■ Records for the task ■
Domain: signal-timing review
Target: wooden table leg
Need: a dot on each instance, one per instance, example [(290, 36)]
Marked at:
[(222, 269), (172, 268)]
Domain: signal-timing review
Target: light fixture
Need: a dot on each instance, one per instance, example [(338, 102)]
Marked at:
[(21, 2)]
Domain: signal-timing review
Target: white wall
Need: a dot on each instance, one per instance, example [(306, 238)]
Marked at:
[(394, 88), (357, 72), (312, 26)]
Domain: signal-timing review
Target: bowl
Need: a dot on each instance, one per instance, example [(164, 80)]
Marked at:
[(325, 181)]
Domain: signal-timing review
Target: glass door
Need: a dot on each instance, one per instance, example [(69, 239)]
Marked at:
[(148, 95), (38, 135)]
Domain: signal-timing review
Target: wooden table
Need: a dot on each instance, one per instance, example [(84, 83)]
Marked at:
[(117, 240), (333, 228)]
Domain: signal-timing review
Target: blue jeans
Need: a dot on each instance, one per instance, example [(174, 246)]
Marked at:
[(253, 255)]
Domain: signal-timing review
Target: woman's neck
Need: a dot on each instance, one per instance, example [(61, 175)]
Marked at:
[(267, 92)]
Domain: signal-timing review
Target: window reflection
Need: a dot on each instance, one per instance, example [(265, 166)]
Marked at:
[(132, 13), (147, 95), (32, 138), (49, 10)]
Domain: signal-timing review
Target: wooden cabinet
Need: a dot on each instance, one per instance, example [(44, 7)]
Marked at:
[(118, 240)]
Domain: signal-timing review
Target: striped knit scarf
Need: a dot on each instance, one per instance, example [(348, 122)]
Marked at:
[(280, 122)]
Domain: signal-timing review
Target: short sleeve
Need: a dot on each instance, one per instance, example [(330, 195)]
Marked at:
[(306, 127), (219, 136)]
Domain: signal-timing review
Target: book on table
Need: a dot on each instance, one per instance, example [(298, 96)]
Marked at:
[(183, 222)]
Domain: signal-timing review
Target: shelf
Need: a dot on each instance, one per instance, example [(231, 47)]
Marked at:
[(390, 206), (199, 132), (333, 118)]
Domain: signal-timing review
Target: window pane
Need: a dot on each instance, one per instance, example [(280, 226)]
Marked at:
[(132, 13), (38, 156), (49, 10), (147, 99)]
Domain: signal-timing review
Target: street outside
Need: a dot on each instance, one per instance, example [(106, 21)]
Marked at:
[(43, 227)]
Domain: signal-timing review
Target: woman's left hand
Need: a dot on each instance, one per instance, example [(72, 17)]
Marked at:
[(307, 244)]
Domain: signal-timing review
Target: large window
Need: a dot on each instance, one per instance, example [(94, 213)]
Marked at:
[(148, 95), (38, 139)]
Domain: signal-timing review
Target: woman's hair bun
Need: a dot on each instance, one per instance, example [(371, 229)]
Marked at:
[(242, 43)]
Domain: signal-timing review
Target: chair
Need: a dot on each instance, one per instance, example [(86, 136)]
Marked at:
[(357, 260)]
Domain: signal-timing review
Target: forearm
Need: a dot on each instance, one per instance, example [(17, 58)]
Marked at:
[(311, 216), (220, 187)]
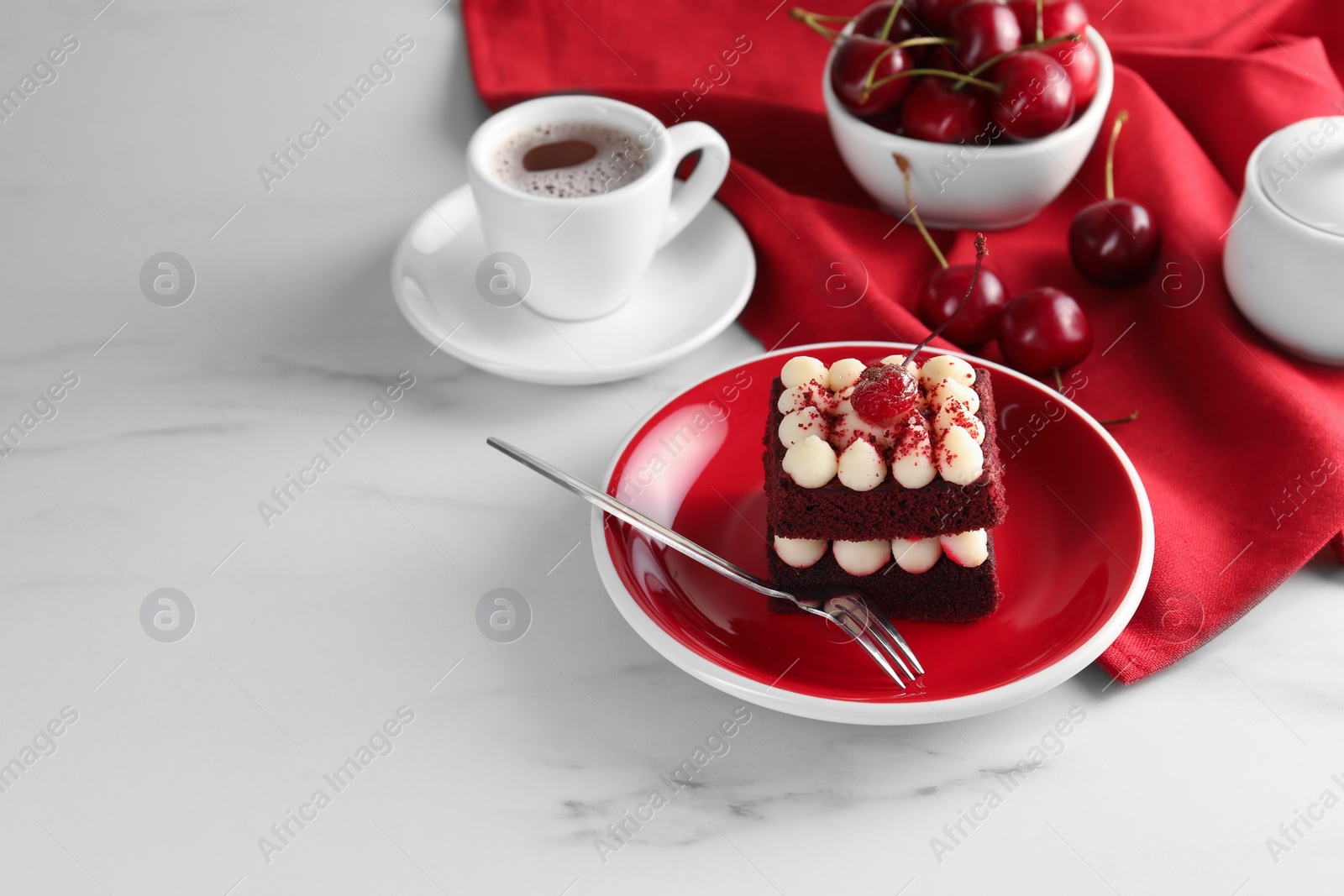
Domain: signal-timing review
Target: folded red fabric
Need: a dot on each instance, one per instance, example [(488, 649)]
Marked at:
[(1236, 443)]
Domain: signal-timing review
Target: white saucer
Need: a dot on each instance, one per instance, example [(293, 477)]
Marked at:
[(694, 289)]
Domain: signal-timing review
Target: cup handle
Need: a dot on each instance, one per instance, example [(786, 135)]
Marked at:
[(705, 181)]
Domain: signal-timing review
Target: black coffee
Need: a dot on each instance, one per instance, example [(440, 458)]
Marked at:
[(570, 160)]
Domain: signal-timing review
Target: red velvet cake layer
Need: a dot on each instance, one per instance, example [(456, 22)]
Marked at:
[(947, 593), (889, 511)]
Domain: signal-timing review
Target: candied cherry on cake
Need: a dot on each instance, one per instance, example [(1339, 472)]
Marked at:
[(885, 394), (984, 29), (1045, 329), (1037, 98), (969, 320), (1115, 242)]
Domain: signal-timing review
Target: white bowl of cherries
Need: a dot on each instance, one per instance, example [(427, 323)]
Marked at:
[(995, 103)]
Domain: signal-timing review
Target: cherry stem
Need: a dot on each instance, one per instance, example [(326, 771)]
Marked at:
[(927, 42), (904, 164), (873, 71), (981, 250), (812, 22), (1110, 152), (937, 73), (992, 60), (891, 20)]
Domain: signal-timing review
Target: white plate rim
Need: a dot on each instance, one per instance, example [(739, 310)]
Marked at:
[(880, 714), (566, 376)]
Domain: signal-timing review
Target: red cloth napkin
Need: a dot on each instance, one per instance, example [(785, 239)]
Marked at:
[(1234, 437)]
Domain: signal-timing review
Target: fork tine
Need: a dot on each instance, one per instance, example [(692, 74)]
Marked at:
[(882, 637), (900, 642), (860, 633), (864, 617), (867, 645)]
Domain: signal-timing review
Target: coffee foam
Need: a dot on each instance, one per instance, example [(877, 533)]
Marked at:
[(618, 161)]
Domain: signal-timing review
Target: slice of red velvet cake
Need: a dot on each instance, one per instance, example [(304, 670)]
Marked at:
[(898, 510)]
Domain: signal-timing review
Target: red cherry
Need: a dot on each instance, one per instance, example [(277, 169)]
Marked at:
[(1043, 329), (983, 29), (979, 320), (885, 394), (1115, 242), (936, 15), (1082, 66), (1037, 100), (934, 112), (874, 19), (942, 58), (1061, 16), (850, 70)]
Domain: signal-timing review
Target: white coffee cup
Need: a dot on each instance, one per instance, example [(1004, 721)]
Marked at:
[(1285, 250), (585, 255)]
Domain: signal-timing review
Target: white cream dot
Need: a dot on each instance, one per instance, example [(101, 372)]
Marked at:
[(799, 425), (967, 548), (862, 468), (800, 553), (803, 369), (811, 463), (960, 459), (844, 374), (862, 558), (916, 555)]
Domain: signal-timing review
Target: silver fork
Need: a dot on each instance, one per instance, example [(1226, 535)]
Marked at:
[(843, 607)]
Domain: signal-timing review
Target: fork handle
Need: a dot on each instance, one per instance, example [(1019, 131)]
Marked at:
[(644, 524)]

--

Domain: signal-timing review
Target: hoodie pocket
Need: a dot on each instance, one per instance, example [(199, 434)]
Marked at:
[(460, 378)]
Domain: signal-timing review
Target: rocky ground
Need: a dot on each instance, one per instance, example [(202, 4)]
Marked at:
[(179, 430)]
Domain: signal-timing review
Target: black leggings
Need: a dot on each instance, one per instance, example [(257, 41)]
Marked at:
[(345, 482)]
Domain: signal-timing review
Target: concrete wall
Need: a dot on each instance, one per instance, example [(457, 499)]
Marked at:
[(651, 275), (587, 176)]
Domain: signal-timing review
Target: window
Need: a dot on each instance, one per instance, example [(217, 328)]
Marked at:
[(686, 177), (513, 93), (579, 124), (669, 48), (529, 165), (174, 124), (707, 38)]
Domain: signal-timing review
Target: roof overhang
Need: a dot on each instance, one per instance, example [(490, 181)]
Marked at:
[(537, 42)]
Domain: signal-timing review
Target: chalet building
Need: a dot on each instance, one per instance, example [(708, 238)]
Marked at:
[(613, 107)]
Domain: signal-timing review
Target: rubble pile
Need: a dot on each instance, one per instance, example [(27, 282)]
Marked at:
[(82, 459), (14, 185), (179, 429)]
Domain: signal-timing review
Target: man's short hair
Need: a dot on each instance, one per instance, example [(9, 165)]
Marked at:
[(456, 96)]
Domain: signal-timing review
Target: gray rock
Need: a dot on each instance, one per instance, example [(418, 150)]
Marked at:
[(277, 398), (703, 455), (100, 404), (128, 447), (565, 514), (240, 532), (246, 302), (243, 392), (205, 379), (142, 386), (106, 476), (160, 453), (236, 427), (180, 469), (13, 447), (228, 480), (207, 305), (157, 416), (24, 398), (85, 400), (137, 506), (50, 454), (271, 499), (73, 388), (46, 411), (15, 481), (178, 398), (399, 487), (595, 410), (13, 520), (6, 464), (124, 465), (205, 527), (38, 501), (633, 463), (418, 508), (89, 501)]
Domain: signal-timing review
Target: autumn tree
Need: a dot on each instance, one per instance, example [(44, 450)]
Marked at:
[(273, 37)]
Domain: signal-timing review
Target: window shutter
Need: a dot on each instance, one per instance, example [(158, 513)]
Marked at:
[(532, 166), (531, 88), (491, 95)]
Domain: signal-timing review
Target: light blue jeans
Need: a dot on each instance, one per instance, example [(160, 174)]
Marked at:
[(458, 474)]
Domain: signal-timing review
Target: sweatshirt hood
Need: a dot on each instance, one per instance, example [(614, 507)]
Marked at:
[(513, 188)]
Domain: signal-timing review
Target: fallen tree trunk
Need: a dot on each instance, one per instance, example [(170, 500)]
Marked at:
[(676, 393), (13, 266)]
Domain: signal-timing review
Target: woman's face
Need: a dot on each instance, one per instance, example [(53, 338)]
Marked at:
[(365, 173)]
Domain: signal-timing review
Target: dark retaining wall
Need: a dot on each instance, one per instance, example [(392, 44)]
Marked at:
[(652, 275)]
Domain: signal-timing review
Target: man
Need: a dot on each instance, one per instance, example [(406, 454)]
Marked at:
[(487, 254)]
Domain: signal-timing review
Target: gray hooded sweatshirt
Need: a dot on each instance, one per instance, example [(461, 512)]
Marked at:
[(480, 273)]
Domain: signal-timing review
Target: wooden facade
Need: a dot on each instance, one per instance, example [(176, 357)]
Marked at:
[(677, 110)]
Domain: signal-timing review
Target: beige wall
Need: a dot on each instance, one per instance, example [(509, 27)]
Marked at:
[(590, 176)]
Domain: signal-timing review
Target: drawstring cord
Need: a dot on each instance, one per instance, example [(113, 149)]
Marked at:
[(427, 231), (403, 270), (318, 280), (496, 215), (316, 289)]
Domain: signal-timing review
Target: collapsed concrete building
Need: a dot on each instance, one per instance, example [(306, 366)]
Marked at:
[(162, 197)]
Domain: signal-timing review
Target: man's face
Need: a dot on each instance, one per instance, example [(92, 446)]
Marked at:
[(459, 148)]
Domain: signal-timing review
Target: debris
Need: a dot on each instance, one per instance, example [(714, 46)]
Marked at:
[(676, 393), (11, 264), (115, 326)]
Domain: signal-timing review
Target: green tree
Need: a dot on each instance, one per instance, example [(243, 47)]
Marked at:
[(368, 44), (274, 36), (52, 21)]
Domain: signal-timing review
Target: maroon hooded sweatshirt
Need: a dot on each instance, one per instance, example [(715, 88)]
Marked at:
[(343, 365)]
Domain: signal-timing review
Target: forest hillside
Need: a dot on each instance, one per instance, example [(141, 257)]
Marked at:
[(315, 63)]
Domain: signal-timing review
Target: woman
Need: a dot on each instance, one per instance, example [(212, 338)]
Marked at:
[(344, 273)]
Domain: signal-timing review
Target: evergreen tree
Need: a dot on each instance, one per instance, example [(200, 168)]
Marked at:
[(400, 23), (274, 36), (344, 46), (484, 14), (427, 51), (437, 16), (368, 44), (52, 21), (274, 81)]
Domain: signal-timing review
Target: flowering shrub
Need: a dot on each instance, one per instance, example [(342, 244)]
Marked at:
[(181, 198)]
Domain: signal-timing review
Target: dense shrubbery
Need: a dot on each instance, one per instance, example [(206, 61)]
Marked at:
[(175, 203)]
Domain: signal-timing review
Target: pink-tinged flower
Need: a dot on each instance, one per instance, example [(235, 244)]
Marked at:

■ Task brief ■
How many lines in the rows above contain the string "coffee"? Reply with the number alone.

■ Written solution ■
3